§ TASK OBJECTIVE: Reproduce all of the data below verbatim, line for line.

## Begin PROVIDED INFORMATION

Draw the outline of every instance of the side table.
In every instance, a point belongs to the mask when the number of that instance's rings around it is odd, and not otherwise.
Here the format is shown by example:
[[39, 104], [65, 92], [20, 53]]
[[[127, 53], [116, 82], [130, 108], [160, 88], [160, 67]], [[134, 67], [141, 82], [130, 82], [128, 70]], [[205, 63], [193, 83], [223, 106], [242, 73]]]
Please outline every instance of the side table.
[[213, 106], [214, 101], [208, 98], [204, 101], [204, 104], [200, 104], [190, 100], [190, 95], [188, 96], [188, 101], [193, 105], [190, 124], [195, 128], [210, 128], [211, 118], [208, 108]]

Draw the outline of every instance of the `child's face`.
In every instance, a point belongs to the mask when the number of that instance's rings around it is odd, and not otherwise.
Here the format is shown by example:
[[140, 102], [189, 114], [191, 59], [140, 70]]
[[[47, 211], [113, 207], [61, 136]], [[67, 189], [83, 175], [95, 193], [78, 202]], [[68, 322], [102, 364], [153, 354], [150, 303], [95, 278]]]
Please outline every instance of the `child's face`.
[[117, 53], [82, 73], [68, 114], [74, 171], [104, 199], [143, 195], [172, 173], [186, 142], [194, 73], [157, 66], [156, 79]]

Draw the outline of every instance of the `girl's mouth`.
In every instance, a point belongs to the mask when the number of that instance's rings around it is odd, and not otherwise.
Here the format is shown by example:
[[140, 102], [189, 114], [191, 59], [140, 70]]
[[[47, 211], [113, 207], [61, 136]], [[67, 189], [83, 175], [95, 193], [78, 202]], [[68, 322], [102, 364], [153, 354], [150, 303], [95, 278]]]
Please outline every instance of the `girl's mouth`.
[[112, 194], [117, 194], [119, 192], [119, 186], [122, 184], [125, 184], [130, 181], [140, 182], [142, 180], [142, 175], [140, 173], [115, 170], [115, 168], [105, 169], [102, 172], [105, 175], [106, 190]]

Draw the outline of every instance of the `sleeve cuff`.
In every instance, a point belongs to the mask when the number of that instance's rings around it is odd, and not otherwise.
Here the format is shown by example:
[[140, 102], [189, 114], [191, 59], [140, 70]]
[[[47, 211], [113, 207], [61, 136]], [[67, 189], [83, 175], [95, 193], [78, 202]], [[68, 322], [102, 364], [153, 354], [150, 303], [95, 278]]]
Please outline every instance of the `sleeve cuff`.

## End PROVIDED INFORMATION

§ OUTPUT OF THE EXERCISE:
Draw the outline of every instance of the side table.
In every instance, a point belongs to the mask when the number of that instance's rings around it is odd, and not otherwise.
Here the format is shown by example:
[[39, 104], [65, 92], [20, 53]]
[[[127, 53], [116, 82], [130, 108], [160, 88], [160, 67]], [[134, 67], [141, 82], [130, 82], [128, 70]], [[205, 63], [193, 83], [223, 106], [242, 73]]]
Please outline every instance of the side table.
[[213, 106], [214, 101], [208, 98], [204, 101], [204, 104], [200, 104], [190, 100], [190, 95], [188, 96], [188, 101], [193, 105], [190, 124], [195, 128], [210, 128], [211, 118], [208, 108]]

Draw the outline of every instance of the `child's face`.
In every instance, a point belongs to the mask when the number of that instance's rings around it is odd, and not otherwise.
Here the format is shown by example:
[[140, 102], [189, 114], [191, 59], [140, 70]]
[[[47, 211], [113, 207], [61, 136]], [[67, 189], [83, 175], [95, 193], [78, 202]], [[68, 322], [102, 364], [153, 354], [150, 303], [95, 278]]]
Please outline every instance of the `child's face`.
[[117, 53], [82, 73], [68, 114], [74, 171], [104, 199], [143, 195], [172, 173], [186, 142], [194, 73], [157, 66], [156, 79]]

Draw the outline of every instance of the `girl's mouth`.
In every instance, a point belongs to the mask when the number of that instance's rings around it is odd, and not otherwise.
Here the format is shown by example:
[[140, 102], [189, 114], [191, 59], [140, 70]]
[[[47, 211], [113, 207], [61, 136]], [[67, 189], [83, 175], [95, 193], [78, 202]], [[68, 322], [102, 364], [153, 354], [150, 303], [95, 278]]]
Please outline every instance of the `girl's mouth`.
[[112, 194], [117, 194], [119, 192], [119, 186], [122, 184], [125, 184], [130, 181], [140, 182], [142, 180], [142, 175], [140, 173], [115, 170], [115, 168], [105, 169], [102, 172], [105, 175], [106, 190]]

Draw the outline of every instance of the `sleeve cuff`.
In every instance, a point belongs to the mask when the number of that instance's rings around it is odd, and not otherwise.
Here the format is shown by example:
[[140, 102], [189, 114], [191, 59], [140, 70]]
[[[47, 211], [113, 207], [61, 136]], [[67, 189], [83, 175], [95, 193], [78, 202]], [[68, 322], [102, 364], [153, 354], [150, 303], [95, 278]]]
Please outline every instance of the `sleeve cuff`.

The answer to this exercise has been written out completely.